*** Opening MATERIAL SUPPLIED ***

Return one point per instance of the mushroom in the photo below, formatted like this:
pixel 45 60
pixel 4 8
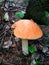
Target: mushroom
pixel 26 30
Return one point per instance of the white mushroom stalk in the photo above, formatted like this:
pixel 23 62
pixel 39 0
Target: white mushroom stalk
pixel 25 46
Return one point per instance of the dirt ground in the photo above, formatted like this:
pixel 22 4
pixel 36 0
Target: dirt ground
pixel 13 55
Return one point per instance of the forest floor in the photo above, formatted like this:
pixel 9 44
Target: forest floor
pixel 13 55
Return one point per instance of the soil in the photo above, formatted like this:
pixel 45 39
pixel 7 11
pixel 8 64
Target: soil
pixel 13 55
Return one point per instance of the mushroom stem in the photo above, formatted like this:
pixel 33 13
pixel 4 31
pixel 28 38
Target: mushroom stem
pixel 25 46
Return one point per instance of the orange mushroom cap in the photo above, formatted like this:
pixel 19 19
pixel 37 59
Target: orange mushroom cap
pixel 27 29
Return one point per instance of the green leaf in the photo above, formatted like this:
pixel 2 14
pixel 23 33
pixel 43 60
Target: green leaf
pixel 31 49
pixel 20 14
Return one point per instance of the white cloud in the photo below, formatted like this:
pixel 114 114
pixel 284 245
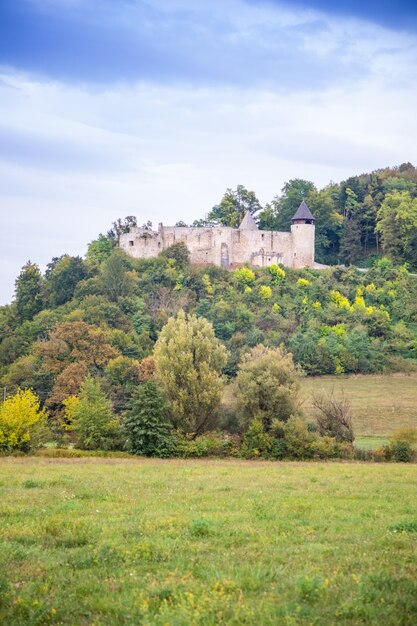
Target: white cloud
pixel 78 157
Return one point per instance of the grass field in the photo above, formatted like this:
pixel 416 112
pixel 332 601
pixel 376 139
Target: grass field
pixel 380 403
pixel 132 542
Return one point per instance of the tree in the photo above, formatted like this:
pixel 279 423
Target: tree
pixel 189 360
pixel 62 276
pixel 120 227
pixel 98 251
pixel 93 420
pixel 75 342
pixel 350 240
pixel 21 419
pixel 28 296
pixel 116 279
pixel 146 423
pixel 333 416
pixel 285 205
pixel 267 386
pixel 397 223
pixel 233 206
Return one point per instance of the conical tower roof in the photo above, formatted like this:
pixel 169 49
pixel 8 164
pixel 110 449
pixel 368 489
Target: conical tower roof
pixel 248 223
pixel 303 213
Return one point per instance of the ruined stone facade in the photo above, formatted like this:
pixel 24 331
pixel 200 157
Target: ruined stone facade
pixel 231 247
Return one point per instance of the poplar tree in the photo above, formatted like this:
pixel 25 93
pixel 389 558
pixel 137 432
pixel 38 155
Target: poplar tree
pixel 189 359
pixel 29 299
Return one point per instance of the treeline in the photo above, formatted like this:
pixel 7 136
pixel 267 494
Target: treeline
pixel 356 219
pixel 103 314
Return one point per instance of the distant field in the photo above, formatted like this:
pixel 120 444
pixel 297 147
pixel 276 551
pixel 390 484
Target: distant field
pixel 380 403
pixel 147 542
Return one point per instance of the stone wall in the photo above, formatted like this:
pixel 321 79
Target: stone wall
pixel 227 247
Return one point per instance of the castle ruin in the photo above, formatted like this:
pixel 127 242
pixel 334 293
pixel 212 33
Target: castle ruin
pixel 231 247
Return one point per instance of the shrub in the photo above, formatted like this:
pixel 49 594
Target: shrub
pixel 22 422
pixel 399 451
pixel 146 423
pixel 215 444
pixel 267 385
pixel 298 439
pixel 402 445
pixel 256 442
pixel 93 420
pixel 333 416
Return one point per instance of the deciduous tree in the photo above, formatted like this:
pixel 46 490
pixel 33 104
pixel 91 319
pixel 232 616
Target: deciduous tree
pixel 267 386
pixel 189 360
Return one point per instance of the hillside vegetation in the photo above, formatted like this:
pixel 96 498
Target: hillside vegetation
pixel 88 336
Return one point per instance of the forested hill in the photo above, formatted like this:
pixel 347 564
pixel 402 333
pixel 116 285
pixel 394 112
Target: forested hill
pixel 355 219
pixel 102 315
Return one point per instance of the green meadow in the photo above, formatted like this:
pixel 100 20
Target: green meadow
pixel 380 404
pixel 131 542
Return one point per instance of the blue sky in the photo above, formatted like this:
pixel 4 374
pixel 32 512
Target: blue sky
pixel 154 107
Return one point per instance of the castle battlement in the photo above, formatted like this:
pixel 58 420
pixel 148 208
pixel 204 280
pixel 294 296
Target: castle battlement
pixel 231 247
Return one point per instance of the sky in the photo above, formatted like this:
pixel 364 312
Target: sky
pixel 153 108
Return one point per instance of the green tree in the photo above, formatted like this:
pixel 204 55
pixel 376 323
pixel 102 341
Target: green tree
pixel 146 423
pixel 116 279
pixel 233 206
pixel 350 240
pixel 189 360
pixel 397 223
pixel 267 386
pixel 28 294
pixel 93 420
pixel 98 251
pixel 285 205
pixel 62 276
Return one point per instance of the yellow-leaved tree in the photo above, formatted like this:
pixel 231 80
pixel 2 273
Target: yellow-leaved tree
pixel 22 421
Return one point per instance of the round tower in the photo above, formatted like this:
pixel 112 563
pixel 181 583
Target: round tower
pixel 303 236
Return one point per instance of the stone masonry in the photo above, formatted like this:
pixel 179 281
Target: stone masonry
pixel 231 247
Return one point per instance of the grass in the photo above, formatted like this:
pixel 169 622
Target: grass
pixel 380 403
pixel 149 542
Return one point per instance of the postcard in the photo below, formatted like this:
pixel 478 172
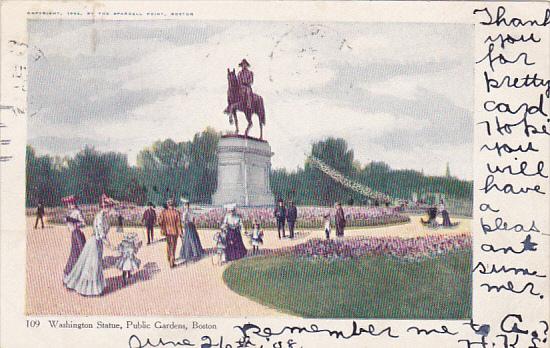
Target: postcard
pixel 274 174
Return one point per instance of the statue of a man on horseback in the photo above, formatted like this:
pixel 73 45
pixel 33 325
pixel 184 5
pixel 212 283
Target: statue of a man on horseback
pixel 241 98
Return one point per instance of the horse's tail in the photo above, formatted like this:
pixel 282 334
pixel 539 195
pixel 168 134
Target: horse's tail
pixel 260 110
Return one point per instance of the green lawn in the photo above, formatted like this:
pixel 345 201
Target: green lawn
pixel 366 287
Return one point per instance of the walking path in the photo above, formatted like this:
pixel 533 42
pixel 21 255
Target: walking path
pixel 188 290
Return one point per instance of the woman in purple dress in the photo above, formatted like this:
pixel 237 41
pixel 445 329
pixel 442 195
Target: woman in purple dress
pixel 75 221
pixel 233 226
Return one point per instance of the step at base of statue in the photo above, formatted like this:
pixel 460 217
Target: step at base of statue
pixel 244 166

*** Closing MATERIAL SUPPLIED ***
*** Opening MATERIAL SUPPLIED ***

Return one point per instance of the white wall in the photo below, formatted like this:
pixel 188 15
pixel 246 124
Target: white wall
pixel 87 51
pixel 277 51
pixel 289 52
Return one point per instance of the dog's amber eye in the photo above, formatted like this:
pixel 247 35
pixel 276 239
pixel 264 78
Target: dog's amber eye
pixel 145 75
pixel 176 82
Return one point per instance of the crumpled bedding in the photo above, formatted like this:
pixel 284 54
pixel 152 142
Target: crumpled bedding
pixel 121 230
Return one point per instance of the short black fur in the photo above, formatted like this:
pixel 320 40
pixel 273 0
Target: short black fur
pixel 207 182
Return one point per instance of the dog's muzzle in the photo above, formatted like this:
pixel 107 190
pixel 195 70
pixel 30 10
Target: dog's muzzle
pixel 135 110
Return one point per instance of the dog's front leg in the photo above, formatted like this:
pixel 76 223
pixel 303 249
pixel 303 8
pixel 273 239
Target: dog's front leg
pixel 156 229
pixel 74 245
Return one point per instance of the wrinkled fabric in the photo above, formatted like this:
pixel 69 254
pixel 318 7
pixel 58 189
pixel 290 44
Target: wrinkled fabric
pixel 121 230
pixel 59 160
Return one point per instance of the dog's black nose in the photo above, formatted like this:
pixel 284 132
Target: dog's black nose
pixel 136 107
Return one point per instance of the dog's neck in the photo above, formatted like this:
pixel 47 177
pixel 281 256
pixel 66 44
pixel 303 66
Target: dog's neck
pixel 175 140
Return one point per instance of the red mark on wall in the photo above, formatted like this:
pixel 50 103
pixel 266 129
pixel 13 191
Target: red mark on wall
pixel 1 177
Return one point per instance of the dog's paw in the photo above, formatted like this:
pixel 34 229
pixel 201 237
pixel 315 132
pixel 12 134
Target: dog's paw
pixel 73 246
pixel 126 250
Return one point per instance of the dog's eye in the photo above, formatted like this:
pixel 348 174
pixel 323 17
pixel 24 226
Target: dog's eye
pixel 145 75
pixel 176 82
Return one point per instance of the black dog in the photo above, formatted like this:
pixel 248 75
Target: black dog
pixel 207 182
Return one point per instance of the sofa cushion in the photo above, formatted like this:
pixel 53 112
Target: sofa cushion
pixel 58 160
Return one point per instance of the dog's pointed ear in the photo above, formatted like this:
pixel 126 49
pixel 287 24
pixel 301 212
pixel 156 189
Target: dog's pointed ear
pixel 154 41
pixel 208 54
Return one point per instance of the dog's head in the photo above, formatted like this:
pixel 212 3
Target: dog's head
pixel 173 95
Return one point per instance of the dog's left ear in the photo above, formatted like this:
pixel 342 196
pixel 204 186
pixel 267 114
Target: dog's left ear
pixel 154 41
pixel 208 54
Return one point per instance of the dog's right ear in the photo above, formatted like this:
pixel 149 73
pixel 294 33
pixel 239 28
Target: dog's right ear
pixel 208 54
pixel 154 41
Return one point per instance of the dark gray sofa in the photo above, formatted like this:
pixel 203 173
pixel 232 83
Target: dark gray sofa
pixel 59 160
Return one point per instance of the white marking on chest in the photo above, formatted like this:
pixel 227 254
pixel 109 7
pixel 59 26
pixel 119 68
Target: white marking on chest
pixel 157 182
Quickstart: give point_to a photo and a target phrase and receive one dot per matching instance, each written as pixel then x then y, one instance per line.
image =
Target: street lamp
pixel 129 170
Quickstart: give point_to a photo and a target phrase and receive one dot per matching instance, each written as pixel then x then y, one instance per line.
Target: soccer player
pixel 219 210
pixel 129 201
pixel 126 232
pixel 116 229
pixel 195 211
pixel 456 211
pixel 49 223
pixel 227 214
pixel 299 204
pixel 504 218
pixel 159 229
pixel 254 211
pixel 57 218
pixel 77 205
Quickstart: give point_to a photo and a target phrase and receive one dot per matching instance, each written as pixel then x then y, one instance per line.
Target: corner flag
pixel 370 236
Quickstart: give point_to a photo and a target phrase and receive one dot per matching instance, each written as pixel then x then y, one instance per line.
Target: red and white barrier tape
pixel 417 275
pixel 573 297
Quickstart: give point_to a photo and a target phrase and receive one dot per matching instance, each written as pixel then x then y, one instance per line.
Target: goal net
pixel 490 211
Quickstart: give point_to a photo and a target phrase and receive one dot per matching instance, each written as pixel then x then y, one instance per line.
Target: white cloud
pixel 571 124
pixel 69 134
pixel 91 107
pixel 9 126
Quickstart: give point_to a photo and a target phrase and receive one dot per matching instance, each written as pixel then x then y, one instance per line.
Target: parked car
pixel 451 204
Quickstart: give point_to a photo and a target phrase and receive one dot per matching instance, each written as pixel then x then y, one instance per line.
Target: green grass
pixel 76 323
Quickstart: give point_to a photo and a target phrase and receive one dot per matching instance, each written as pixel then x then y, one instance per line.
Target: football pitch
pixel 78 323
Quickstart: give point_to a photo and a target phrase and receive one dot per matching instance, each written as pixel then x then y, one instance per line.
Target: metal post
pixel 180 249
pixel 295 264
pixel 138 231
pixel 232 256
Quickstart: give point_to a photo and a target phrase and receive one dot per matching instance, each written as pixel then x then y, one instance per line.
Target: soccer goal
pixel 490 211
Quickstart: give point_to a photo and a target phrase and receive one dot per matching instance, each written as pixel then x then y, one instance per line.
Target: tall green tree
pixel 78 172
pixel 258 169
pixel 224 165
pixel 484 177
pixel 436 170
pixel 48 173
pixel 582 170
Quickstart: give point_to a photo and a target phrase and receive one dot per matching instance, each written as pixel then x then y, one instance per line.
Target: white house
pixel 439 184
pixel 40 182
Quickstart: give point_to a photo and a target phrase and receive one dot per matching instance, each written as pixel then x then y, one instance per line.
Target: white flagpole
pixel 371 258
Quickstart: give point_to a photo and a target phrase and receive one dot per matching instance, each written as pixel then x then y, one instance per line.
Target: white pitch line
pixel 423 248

*** Closing MATERIAL SUPPLIED ***

PROBLEM REQUIREMENTS → All that belongs in your answer is the stretch of entries above from the line with "pixel 212 33" through the line with "pixel 102 341", printed exactly.

EXPECTED ANSWER →
pixel 212 33
Target: castle ruin
pixel 231 247
Return one point per instance of the shrub in the photo above, formatted like this:
pixel 49 594
Target: shrub
pixel 22 422
pixel 399 451
pixel 146 423
pixel 215 444
pixel 267 385
pixel 298 439
pixel 402 445
pixel 256 442
pixel 93 420
pixel 333 416
Return one point per instance of the deciduous tree in the photo above, formatted like this:
pixel 46 490
pixel 33 104
pixel 91 319
pixel 232 616
Target: deciduous tree
pixel 267 386
pixel 189 360
Return one point per instance of the hillside vegetation in the photo above, formatted like this:
pixel 96 498
Target: hillside vegetation
pixel 88 336
Return one point per instance of the forested hill in the photo above, formatted like this:
pixel 347 564
pixel 402 333
pixel 116 285
pixel 394 112
Target: forested hill
pixel 355 219
pixel 102 315
Return one point per instance of the green meadow in the photo above, formatted like this:
pixel 100 20
Target: green meadow
pixel 380 404
pixel 131 542
Return one point per instance of the blue sky in the photo above, formatted like this:
pixel 4 374
pixel 32 512
Target: blue sky
pixel 154 107
Return one point per instance of the castle battlement in the photo above, formatted like this:
pixel 58 420
pixel 148 208
pixel 204 280
pixel 294 296
Target: castle battlement
pixel 231 247
Return one point per instance of the sky in the photo above, formatted like this:
pixel 364 312
Target: sky
pixel 153 108
Return one point per instance of the green tree in the photo above, formatted like this:
pixel 204 55
pixel 376 323
pixel 102 341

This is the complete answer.